WHAT THIS TASK INVOLVES: Output each line of the listing exactly, though pictures are not to appear.

SUPPLIED MATERIAL:
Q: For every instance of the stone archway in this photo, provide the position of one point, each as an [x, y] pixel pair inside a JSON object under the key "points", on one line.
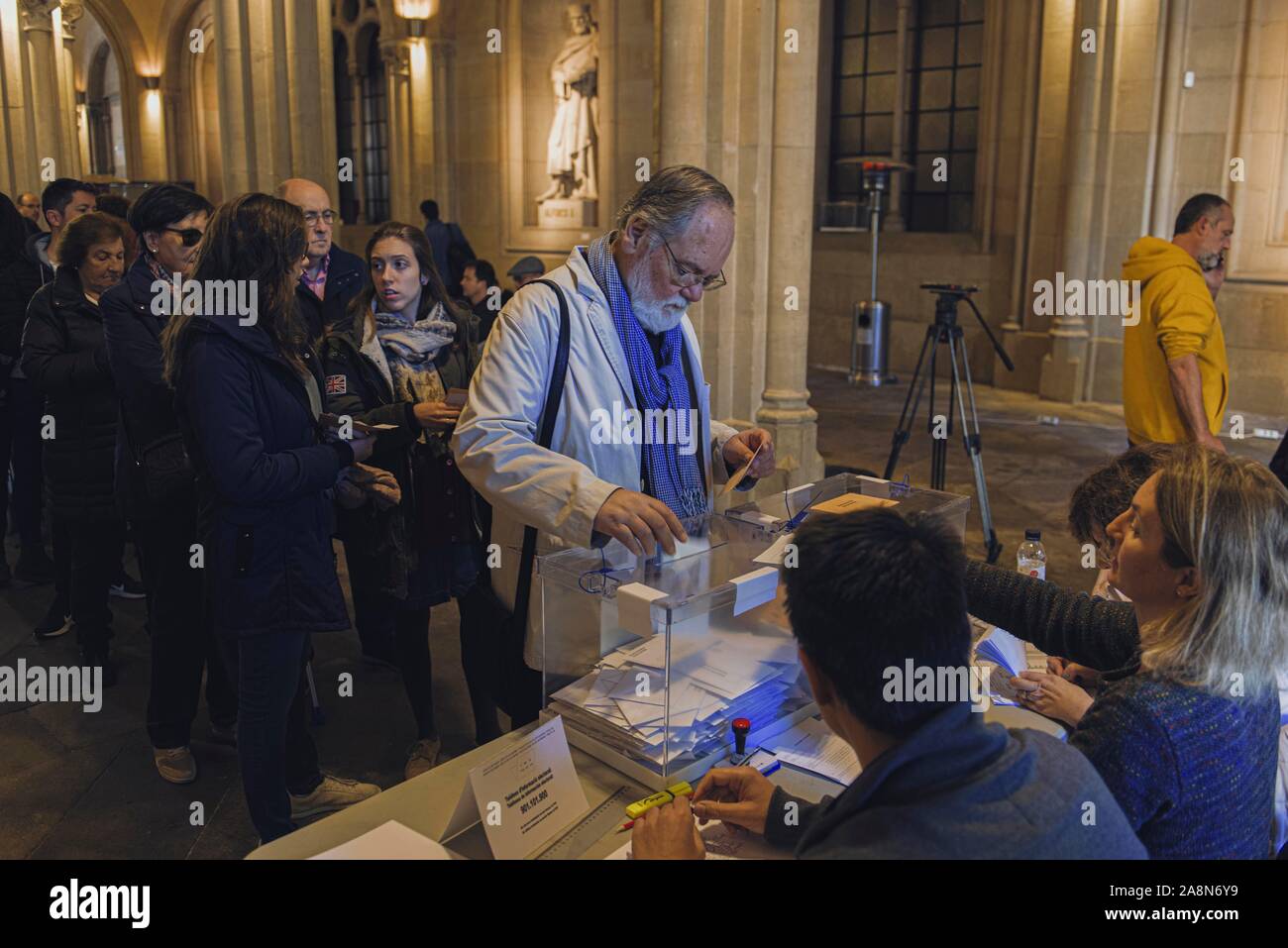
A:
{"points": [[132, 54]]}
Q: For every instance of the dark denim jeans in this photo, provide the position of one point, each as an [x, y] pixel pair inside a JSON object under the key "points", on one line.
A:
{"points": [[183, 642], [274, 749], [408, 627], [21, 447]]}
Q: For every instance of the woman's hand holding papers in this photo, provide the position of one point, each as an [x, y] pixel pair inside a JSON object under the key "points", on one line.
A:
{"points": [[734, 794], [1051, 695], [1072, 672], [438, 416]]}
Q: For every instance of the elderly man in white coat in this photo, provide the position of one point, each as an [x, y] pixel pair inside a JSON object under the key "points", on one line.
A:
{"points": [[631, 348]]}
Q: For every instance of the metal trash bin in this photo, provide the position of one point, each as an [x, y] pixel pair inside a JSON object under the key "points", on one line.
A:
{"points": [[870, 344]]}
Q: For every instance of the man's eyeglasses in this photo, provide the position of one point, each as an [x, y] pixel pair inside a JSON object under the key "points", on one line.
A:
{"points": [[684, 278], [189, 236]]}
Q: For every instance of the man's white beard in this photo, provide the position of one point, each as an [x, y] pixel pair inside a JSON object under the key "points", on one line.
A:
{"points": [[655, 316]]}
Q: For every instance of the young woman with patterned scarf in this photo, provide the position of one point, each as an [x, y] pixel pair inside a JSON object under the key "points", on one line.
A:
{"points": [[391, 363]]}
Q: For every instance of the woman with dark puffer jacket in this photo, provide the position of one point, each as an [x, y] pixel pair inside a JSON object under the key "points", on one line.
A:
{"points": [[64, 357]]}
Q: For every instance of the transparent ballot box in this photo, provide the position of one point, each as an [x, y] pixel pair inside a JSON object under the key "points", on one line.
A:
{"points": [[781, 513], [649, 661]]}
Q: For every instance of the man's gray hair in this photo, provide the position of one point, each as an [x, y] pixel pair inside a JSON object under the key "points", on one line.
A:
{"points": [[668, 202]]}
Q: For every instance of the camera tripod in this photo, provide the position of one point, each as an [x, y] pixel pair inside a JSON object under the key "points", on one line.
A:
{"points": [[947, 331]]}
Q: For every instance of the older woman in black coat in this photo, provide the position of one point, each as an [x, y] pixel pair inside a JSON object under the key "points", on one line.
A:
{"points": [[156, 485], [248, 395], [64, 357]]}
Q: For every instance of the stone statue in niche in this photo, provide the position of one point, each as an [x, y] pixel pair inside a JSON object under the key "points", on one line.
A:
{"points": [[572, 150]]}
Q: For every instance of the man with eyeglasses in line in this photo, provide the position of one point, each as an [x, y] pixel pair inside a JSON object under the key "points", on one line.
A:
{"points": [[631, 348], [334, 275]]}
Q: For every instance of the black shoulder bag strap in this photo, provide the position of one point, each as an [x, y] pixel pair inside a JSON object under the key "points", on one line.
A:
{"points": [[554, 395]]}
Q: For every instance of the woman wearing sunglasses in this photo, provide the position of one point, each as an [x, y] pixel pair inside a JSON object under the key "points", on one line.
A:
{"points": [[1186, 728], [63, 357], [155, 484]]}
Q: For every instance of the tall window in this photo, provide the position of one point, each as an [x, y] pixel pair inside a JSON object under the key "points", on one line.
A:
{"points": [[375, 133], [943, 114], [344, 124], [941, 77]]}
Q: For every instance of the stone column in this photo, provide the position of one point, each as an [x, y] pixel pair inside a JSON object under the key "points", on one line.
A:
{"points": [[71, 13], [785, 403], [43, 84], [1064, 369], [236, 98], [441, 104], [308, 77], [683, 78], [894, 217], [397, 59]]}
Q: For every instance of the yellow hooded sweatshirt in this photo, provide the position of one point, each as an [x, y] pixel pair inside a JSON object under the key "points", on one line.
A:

SOLUTION TO THE PROBLEM:
Q: For every instance of the stone archway in this photo, provide the position of one point, each as an [x, y] pixel pair inside a JSON object under the key "points", on one line.
A:
{"points": [[132, 54]]}
Q: For every instance of the dark denim jeans in this photo, provide the position of one point, each as an [x, y] pixel pair inside a JSON object under the key "points", on one line.
A:
{"points": [[183, 642], [274, 749], [408, 627], [21, 447]]}
Q: For every instance of the woman's hand holding papers in this photo, provide the position of one point, each as an [x, y] pixel pair inside a JSON object under the key "points", on one line.
A:
{"points": [[734, 794], [1051, 695], [1072, 672], [438, 416]]}
Q: For every instance of the elderly man in white coat in this photo, provide the position of one point, each as an [x, y] pixel pair inside a JSON object under the key "points", on one line.
A:
{"points": [[631, 348]]}
Q: For every instance of the metal trash bin in this photo, provide the position of one point, each as an [x, y] pixel pair inside a JSON object under the key "points", on one line.
A:
{"points": [[870, 344]]}
Q: For every instance of the man's eyeglasses in this photo, provide the position of one point, each as an [x, y] pixel pair inside a JSON object under the key "points", on one line.
A:
{"points": [[684, 278], [189, 236]]}
Q: For every instance of the man's white beard in this photo, provide the position of one point, each as an [x, y] pixel pair inside a JSON object under the key "points", on one line.
A:
{"points": [[655, 316]]}
Q: For every instance of the young woman with patterned scarf in this photo, provide the position of one point, each as an [x, y] pixel pair inside a JSON object under the key "points", on one line.
A:
{"points": [[391, 363]]}
Q: For every instance of the woman with dark puffer jacket in this photo, provide the position of one point, each as an [x, y] pixel pair inside a JSON object under the key "points", on one line.
A:
{"points": [[64, 357]]}
Q: For every instance of the transparent ballot box in this photo, provide the position of one point, each as an [x, y] pixel pair inside a JSON object under the key "points", on one line.
A:
{"points": [[781, 513], [649, 661]]}
Q: For every instance of the man's gray hair in this photo, provide the position of one point, each as an [x, y] pixel pair inside a JSON object under the key "points", on one line.
A:
{"points": [[668, 202]]}
Q: For every instance of the camera tripod in this photo, provide the position of one point, each as an [x, y] pixel pair inside a JSON object under the key "points", on one line.
A:
{"points": [[947, 331]]}
Q: For every instance of the older woman in black coat in this photo, provide the position of one point, each as an [x, y] pixel pair inside a JSON object under the key "points", on one line.
A:
{"points": [[156, 485], [248, 395], [64, 357]]}
Q: For every instance of the stone statue in niche in this photo, provide the position of one point, each as an [x, y] pixel pair inside a JSON object under the key "points", on one line.
A:
{"points": [[572, 150]]}
Q: For every instance of the man with eyeglasses in line in this photo, provide the position of one point, each as an [x, y] pixel pair inside a JSON object under the key "points", on one line.
A:
{"points": [[631, 348], [334, 275]]}
Q: For every instance of the black shoulder bag strap in this photo, provide the position of one point, each as an [x, y] pixel pair inside a JSON object under the key "points", on one line.
A:
{"points": [[554, 395]]}
Q: For every instance of the woman wearing sunglasses in this photo, provide the position of one point, each as an [x, y] pixel pair inside a JSON object under the key "points", on one line.
A:
{"points": [[1186, 728], [63, 357], [155, 484]]}
Q: For every instance of the tall window in this photo, provide the position of one point, each as an [x, y] pixel pair inside a JSON object under the key "points", on one line.
A:
{"points": [[375, 133], [943, 114], [344, 124], [941, 77]]}
Q: For every instance of the stone column in this photo, provide the position of one point, each as an [x, y] pixel pair inside a JSON object under the key "points", on one line.
A:
{"points": [[71, 13], [785, 403], [43, 84], [1064, 369], [236, 98], [441, 104], [308, 77], [683, 78], [894, 217], [397, 59]]}
Q: For every instance of the yellow hooded sweatshirt in this photo, provide the position of one point, each as an [x, y] pixel pair inside a JSON object under the key "points", on one line.
A:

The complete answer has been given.